Description of the task — Return each line of the entries below that contains the word "blonde", copied as it appears. The match is case-sensitive.

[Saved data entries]
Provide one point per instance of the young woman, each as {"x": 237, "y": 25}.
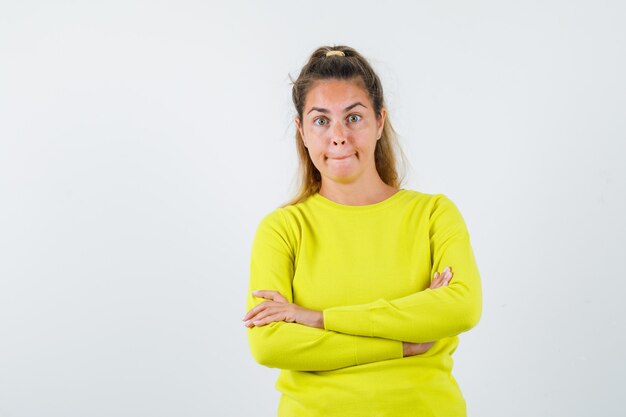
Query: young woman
{"x": 351, "y": 290}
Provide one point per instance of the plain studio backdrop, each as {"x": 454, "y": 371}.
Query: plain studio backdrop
{"x": 142, "y": 142}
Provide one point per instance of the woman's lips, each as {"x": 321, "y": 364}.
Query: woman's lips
{"x": 340, "y": 157}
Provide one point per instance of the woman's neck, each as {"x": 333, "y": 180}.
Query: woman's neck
{"x": 355, "y": 194}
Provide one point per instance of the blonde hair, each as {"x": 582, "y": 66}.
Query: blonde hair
{"x": 349, "y": 66}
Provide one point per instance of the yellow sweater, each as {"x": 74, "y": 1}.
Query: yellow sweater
{"x": 368, "y": 268}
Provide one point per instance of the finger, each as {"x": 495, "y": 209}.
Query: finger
{"x": 255, "y": 310}
{"x": 437, "y": 280}
{"x": 269, "y": 319}
{"x": 270, "y": 295}
{"x": 270, "y": 311}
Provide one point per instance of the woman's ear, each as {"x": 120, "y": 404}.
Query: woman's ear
{"x": 380, "y": 120}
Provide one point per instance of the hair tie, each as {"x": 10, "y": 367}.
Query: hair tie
{"x": 338, "y": 53}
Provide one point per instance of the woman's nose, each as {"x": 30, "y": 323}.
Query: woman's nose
{"x": 338, "y": 135}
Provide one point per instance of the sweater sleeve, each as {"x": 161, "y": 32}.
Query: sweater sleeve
{"x": 291, "y": 345}
{"x": 427, "y": 315}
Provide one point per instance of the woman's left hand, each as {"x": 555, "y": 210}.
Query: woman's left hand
{"x": 277, "y": 308}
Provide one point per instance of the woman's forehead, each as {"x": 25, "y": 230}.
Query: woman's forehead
{"x": 336, "y": 95}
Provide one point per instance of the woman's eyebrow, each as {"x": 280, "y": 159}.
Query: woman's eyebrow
{"x": 350, "y": 107}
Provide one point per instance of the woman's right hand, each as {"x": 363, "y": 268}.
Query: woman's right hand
{"x": 412, "y": 349}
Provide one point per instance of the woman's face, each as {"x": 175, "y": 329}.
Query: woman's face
{"x": 340, "y": 130}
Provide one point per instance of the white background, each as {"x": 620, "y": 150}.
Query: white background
{"x": 141, "y": 142}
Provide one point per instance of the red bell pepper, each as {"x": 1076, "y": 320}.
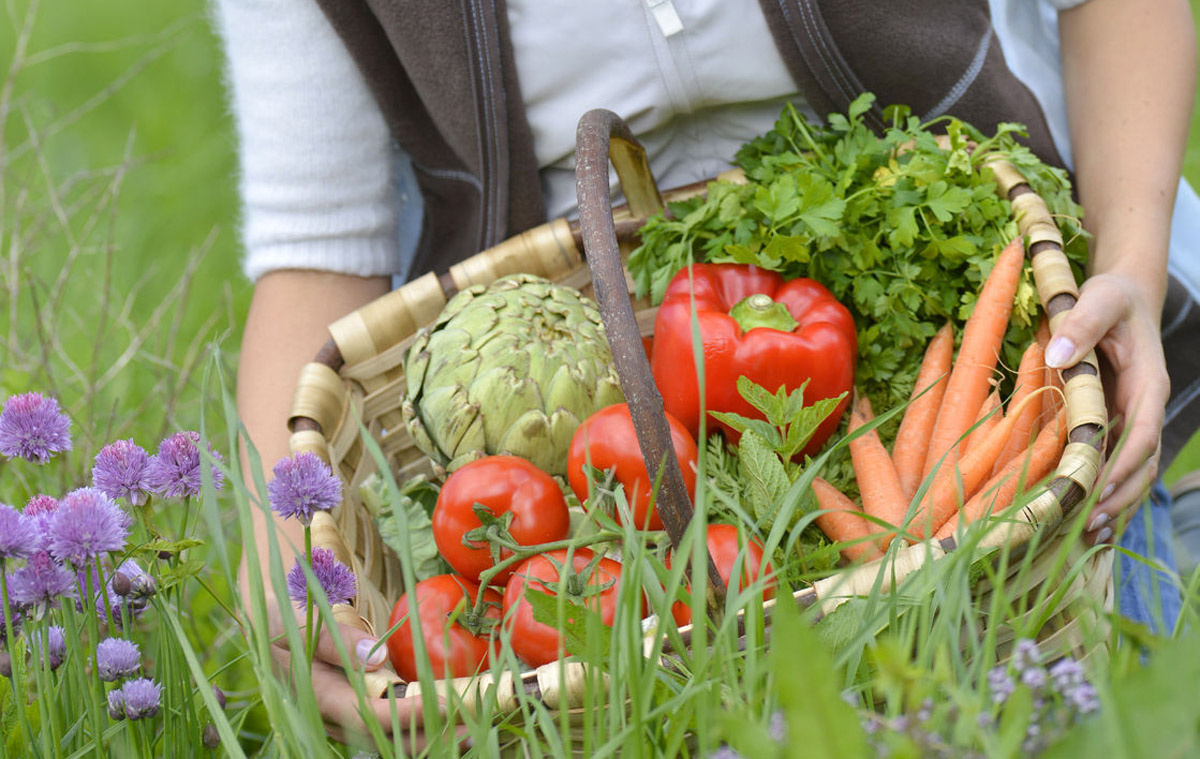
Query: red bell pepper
{"x": 753, "y": 323}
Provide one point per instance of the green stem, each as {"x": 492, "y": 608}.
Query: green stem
{"x": 183, "y": 521}
{"x": 311, "y": 647}
{"x": 520, "y": 553}
{"x": 89, "y": 613}
{"x": 49, "y": 712}
{"x": 18, "y": 662}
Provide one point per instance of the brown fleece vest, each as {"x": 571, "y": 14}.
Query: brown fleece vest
{"x": 445, "y": 78}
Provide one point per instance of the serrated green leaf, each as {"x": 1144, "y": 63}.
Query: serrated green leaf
{"x": 405, "y": 518}
{"x": 765, "y": 476}
{"x": 577, "y": 627}
{"x": 804, "y": 424}
{"x": 820, "y": 723}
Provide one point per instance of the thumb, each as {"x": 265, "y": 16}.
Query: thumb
{"x": 364, "y": 649}
{"x": 1083, "y": 327}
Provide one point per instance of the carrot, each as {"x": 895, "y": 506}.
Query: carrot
{"x": 843, "y": 521}
{"x": 1042, "y": 333}
{"x": 877, "y": 480}
{"x": 989, "y": 417}
{"x": 973, "y": 468}
{"x": 912, "y": 440}
{"x": 982, "y": 338}
{"x": 1000, "y": 491}
{"x": 1030, "y": 376}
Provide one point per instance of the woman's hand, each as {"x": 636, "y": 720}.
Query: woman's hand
{"x": 1116, "y": 318}
{"x": 336, "y": 699}
{"x": 1129, "y": 76}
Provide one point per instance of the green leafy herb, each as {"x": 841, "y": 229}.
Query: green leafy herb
{"x": 901, "y": 229}
{"x": 405, "y": 517}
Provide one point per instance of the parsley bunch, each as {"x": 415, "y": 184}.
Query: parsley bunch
{"x": 900, "y": 229}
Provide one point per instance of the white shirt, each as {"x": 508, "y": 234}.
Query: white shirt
{"x": 325, "y": 187}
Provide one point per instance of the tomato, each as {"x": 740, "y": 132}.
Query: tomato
{"x": 539, "y": 644}
{"x": 724, "y": 547}
{"x": 508, "y": 485}
{"x": 454, "y": 649}
{"x": 607, "y": 441}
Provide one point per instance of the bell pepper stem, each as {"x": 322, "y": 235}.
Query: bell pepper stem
{"x": 760, "y": 310}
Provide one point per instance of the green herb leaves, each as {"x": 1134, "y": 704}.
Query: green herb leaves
{"x": 901, "y": 227}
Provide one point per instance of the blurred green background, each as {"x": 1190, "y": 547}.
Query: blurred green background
{"x": 127, "y": 93}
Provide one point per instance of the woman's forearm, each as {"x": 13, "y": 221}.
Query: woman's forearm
{"x": 1129, "y": 72}
{"x": 287, "y": 324}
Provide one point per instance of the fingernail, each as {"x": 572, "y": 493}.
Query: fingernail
{"x": 366, "y": 656}
{"x": 1059, "y": 352}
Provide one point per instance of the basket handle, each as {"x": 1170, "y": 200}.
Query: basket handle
{"x": 604, "y": 136}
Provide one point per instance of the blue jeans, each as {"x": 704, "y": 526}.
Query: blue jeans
{"x": 1145, "y": 593}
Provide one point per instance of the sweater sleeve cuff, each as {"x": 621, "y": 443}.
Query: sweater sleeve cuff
{"x": 353, "y": 256}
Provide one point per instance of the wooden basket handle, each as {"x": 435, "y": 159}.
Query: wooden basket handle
{"x": 604, "y": 136}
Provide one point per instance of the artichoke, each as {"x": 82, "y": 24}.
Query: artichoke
{"x": 513, "y": 368}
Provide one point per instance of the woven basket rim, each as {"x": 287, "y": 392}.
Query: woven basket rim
{"x": 555, "y": 249}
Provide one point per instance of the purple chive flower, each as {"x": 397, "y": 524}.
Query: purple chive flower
{"x": 117, "y": 704}
{"x": 1072, "y": 683}
{"x": 121, "y": 470}
{"x": 303, "y": 485}
{"x": 41, "y": 504}
{"x": 41, "y": 581}
{"x": 87, "y": 524}
{"x": 175, "y": 470}
{"x": 55, "y": 649}
{"x": 19, "y": 537}
{"x": 33, "y": 428}
{"x": 4, "y": 625}
{"x": 335, "y": 578}
{"x": 142, "y": 698}
{"x": 132, "y": 581}
{"x": 39, "y": 511}
{"x": 117, "y": 657}
{"x": 1035, "y": 677}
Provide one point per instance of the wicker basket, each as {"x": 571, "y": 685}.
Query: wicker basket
{"x": 358, "y": 377}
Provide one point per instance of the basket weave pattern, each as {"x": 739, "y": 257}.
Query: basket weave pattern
{"x": 357, "y": 382}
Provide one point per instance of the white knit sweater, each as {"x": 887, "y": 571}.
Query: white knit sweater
{"x": 325, "y": 187}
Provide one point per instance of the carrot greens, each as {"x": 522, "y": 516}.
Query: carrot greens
{"x": 900, "y": 229}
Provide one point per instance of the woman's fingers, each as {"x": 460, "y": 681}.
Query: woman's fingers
{"x": 339, "y": 704}
{"x": 1114, "y": 320}
{"x": 1083, "y": 328}
{"x": 365, "y": 650}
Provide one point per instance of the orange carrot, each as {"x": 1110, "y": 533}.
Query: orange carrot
{"x": 843, "y": 521}
{"x": 1000, "y": 491}
{"x": 973, "y": 468}
{"x": 877, "y": 480}
{"x": 989, "y": 417}
{"x": 982, "y": 338}
{"x": 1030, "y": 377}
{"x": 1042, "y": 333}
{"x": 912, "y": 440}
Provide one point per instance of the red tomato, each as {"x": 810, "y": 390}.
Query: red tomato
{"x": 453, "y": 650}
{"x": 504, "y": 484}
{"x": 607, "y": 441}
{"x": 724, "y": 548}
{"x": 539, "y": 644}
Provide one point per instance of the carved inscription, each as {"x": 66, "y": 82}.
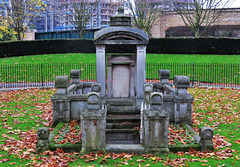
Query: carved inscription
{"x": 121, "y": 77}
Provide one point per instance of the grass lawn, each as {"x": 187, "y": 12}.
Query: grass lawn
{"x": 23, "y": 111}
{"x": 151, "y": 58}
{"x": 44, "y": 68}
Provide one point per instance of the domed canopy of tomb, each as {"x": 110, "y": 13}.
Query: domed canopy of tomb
{"x": 120, "y": 32}
{"x": 126, "y": 73}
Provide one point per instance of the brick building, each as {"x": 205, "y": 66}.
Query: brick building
{"x": 171, "y": 24}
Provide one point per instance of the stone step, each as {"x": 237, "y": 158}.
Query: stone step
{"x": 123, "y": 111}
{"x": 123, "y": 136}
{"x": 122, "y": 125}
{"x": 121, "y": 108}
{"x": 126, "y": 148}
{"x": 123, "y": 118}
{"x": 121, "y": 131}
{"x": 121, "y": 102}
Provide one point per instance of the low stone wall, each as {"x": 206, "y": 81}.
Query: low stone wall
{"x": 222, "y": 46}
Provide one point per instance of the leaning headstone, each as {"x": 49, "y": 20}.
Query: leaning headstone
{"x": 61, "y": 101}
{"x": 206, "y": 135}
{"x": 42, "y": 143}
{"x": 182, "y": 100}
{"x": 155, "y": 123}
{"x": 93, "y": 124}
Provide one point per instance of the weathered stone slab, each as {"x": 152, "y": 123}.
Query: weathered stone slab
{"x": 121, "y": 80}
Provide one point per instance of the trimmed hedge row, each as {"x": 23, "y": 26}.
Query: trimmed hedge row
{"x": 222, "y": 46}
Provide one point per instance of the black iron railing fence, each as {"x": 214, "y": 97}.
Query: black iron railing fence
{"x": 43, "y": 75}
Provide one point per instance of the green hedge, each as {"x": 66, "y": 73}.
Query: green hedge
{"x": 224, "y": 46}
{"x": 20, "y": 48}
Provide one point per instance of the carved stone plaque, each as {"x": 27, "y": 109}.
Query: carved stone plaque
{"x": 121, "y": 77}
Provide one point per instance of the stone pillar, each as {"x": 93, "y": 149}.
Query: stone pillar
{"x": 101, "y": 67}
{"x": 60, "y": 100}
{"x": 155, "y": 123}
{"x": 206, "y": 135}
{"x": 109, "y": 87}
{"x": 43, "y": 142}
{"x": 164, "y": 76}
{"x": 93, "y": 125}
{"x": 182, "y": 100}
{"x": 75, "y": 75}
{"x": 141, "y": 70}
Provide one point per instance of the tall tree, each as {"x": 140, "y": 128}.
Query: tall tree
{"x": 200, "y": 13}
{"x": 20, "y": 13}
{"x": 79, "y": 13}
{"x": 145, "y": 13}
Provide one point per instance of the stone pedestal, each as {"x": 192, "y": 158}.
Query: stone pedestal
{"x": 101, "y": 65}
{"x": 43, "y": 142}
{"x": 206, "y": 135}
{"x": 155, "y": 124}
{"x": 93, "y": 125}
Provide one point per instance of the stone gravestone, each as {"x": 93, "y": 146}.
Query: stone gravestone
{"x": 42, "y": 143}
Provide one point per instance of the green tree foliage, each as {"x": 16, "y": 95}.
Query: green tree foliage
{"x": 20, "y": 13}
{"x": 197, "y": 13}
{"x": 145, "y": 13}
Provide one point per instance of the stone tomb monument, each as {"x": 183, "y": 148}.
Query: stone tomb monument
{"x": 120, "y": 112}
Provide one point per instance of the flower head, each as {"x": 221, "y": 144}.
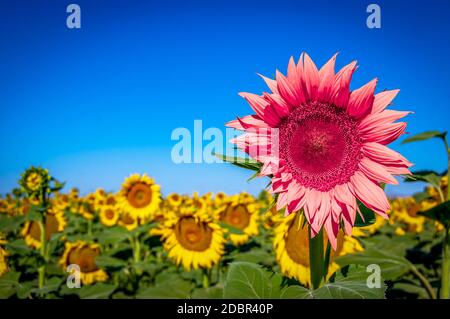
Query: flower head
{"x": 323, "y": 145}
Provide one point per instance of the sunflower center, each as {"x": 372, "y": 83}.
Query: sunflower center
{"x": 109, "y": 214}
{"x": 51, "y": 227}
{"x": 85, "y": 258}
{"x": 140, "y": 195}
{"x": 34, "y": 181}
{"x": 236, "y": 216}
{"x": 193, "y": 235}
{"x": 321, "y": 145}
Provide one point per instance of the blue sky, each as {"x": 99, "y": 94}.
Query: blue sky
{"x": 96, "y": 104}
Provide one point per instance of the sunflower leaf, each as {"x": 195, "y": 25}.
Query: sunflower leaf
{"x": 247, "y": 163}
{"x": 441, "y": 213}
{"x": 368, "y": 214}
{"x": 424, "y": 136}
{"x": 249, "y": 281}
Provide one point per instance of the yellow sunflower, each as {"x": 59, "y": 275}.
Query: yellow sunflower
{"x": 139, "y": 196}
{"x": 55, "y": 222}
{"x": 84, "y": 255}
{"x": 192, "y": 239}
{"x": 291, "y": 244}
{"x": 241, "y": 212}
{"x": 128, "y": 221}
{"x": 109, "y": 216}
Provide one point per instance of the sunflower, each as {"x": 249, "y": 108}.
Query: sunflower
{"x": 128, "y": 221}
{"x": 109, "y": 216}
{"x": 291, "y": 244}
{"x": 55, "y": 222}
{"x": 241, "y": 212}
{"x": 322, "y": 144}
{"x": 174, "y": 200}
{"x": 35, "y": 180}
{"x": 192, "y": 239}
{"x": 84, "y": 255}
{"x": 139, "y": 196}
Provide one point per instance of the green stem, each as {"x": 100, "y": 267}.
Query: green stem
{"x": 445, "y": 277}
{"x": 326, "y": 261}
{"x": 43, "y": 251}
{"x": 316, "y": 259}
{"x": 205, "y": 279}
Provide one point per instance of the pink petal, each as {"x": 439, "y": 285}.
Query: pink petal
{"x": 272, "y": 84}
{"x": 376, "y": 119}
{"x": 369, "y": 193}
{"x": 340, "y": 92}
{"x": 326, "y": 75}
{"x": 286, "y": 90}
{"x": 384, "y": 134}
{"x": 361, "y": 100}
{"x": 383, "y": 99}
{"x": 376, "y": 172}
{"x": 311, "y": 77}
{"x": 257, "y": 103}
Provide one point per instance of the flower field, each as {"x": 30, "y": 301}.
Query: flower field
{"x": 137, "y": 243}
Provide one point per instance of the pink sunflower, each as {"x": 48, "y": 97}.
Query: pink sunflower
{"x": 323, "y": 145}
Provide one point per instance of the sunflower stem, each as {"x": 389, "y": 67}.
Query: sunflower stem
{"x": 205, "y": 279}
{"x": 316, "y": 259}
{"x": 43, "y": 251}
{"x": 326, "y": 262}
{"x": 445, "y": 277}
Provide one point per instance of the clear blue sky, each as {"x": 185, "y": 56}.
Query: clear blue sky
{"x": 96, "y": 104}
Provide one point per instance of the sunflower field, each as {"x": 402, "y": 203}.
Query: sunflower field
{"x": 139, "y": 243}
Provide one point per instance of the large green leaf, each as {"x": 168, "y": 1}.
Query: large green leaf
{"x": 296, "y": 292}
{"x": 353, "y": 286}
{"x": 173, "y": 289}
{"x": 440, "y": 213}
{"x": 96, "y": 291}
{"x": 424, "y": 136}
{"x": 9, "y": 283}
{"x": 392, "y": 264}
{"x": 247, "y": 163}
{"x": 368, "y": 215}
{"x": 249, "y": 281}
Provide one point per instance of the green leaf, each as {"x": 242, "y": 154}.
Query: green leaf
{"x": 392, "y": 264}
{"x": 354, "y": 286}
{"x": 424, "y": 136}
{"x": 247, "y": 163}
{"x": 109, "y": 262}
{"x": 440, "y": 213}
{"x": 430, "y": 177}
{"x": 368, "y": 214}
{"x": 215, "y": 292}
{"x": 97, "y": 291}
{"x": 9, "y": 283}
{"x": 175, "y": 289}
{"x": 296, "y": 292}
{"x": 51, "y": 285}
{"x": 249, "y": 281}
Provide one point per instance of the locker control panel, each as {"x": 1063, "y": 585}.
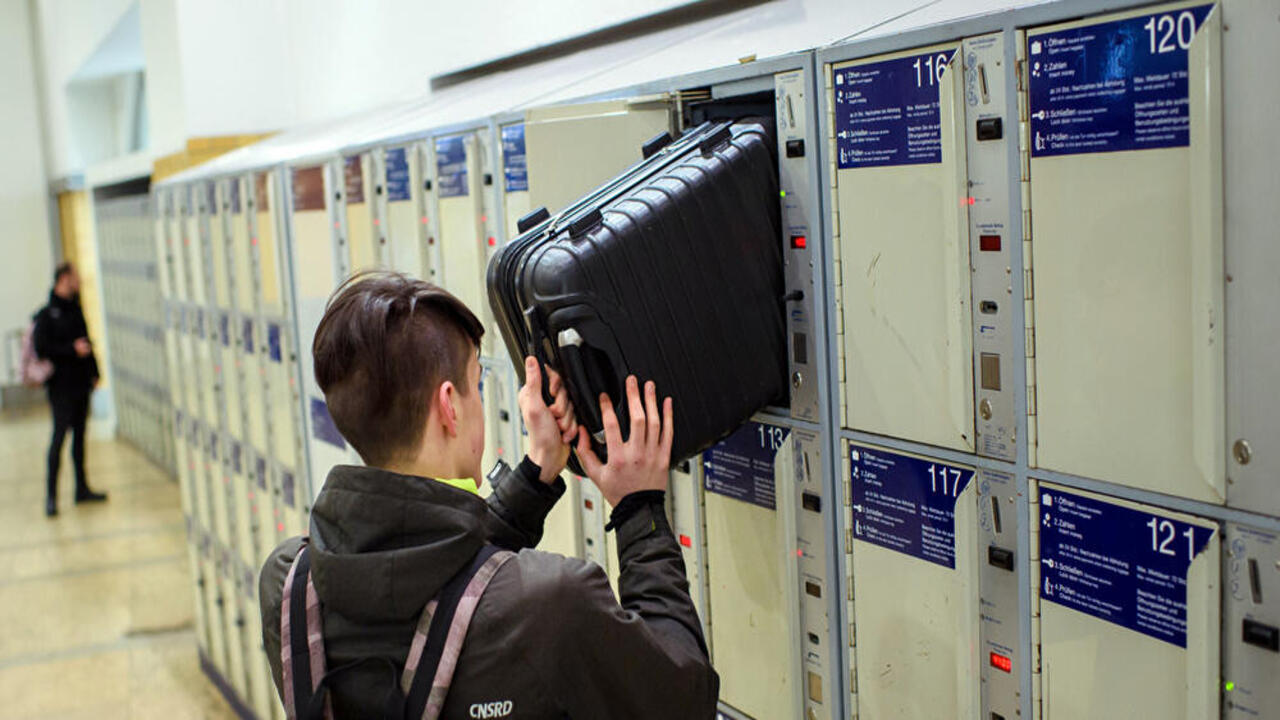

Task result —
Provide one point per instance of the blonde hair, each as {"x": 582, "y": 66}.
Query: blonde hair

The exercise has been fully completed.